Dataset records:
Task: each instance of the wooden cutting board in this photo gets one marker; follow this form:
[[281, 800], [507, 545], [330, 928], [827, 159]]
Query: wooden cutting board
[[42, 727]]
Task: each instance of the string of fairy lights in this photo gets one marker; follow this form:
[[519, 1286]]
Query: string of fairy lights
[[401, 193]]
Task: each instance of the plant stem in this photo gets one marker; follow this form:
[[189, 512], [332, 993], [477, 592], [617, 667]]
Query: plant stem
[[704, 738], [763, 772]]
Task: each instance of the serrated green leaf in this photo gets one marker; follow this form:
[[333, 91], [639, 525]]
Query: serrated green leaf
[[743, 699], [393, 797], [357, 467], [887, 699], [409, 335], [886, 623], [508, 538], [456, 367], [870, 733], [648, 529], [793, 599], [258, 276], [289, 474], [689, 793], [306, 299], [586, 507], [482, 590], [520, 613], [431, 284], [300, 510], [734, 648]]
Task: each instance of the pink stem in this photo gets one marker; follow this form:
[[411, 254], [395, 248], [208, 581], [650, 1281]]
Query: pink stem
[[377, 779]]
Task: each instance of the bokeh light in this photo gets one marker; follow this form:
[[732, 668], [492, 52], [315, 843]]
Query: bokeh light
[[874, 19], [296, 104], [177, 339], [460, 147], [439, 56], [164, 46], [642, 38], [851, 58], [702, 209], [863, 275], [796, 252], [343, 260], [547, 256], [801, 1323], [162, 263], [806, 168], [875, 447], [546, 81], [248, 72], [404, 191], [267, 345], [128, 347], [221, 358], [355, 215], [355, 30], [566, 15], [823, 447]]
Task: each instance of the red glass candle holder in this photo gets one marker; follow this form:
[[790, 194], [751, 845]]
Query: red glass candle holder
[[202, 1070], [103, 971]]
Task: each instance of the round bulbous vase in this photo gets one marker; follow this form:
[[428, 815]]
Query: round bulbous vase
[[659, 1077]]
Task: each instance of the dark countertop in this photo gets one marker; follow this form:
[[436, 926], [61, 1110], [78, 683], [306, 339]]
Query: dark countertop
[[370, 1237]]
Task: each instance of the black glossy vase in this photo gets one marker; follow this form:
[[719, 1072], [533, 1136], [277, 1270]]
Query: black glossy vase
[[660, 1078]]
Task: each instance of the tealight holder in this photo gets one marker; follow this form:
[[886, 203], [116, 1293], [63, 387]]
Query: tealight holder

Requirements.
Copy every line of the material above, from start to finish, reproducing each character without any change.

Completed task.
Task: each instance of the wooden cutting board in this photo gets one marker; follow this form:
[[281, 800], [507, 545], [330, 928], [827, 159]]
Query: wooden cutting board
[[42, 727]]
Task: each instance of the string of fairy lights in this photo gets one marker; follow this form:
[[519, 1286]]
Query: string of fairy lights
[[401, 193]]
Task: each instance of the plant stem in this photo gets one marker; follow this form:
[[189, 512], [332, 993], [477, 592], [617, 667]]
Query: plant stem
[[704, 738], [763, 772]]
Task: each instance of the serrated green leaf in this photo gets one marker; follow this form:
[[333, 91], [639, 525]]
Query: serrated green leaf
[[743, 699], [393, 797], [357, 467], [887, 699], [409, 335], [886, 623], [508, 538], [456, 367], [870, 733], [648, 529], [793, 599], [258, 276], [289, 474], [689, 793], [306, 299], [586, 507], [482, 590], [520, 613], [431, 284], [300, 510], [734, 648]]
Task: each instance of the pink stem in this photo gets one marker; follow this form:
[[411, 254], [395, 248], [208, 581], [650, 1281]]
Query: pink stem
[[377, 779]]
Task: each instance of the bokeh light in this photo gets one marker; follow this form:
[[732, 668], [492, 52], [315, 843]]
Query: bokeh light
[[874, 19], [296, 104], [177, 339], [460, 147], [439, 56], [164, 46], [642, 38], [851, 58], [702, 209], [863, 275], [796, 252], [343, 260], [547, 256], [801, 1323], [162, 263], [806, 168], [875, 447], [546, 81], [248, 72], [404, 191], [267, 345], [128, 347], [221, 358], [355, 215], [355, 30], [566, 15], [823, 447]]
Task: each instance of the red glass candle holder in this photo gets one marker; follow this form:
[[790, 194], [751, 845]]
Query: red glass candle holder
[[202, 1070], [103, 971]]
Task: each instance of the round bulbous vase in this photo gets one marker; follow this form:
[[428, 815]]
Query: round bulbous vase
[[659, 1077]]
Task: each instance of the dark countertop in this photo gets one marker; follow this form:
[[436, 926], [61, 1110], [78, 683], [306, 339]]
Query: dark countertop
[[370, 1237]]
Task: each instance of the black glossy vase in this photo gets one marker; follow this form:
[[719, 1072], [533, 1136], [277, 1270]]
Query: black glossy vase
[[660, 1078]]
Task: each instance of the tealight holder in this photo gets one marker; follow this form:
[[886, 203], [116, 1293], [63, 387]]
Query: tealight holder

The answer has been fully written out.